Count the lines below that contain the string "this", treating uppercase and lowercase as different, and give only the number.

------------------------------

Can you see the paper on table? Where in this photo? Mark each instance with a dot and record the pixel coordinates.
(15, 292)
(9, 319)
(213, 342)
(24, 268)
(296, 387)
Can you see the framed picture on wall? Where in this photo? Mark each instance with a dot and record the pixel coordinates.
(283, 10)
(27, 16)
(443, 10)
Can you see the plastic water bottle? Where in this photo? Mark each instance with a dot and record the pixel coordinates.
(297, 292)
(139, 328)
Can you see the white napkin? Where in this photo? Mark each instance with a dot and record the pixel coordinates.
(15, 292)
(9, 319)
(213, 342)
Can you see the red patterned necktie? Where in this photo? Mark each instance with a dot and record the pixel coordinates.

------------------------------

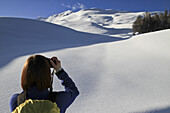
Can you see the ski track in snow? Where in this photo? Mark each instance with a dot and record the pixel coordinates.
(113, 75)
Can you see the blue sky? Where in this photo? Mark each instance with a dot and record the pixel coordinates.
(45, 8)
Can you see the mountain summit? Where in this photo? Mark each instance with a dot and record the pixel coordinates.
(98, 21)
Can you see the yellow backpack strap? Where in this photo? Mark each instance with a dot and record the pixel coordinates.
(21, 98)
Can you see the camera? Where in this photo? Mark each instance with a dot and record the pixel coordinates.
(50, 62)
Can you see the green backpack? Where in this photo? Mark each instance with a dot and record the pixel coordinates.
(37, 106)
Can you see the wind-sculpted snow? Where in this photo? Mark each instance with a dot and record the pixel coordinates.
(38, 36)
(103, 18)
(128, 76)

------------------------------

▸ **Solution to the exercise**
12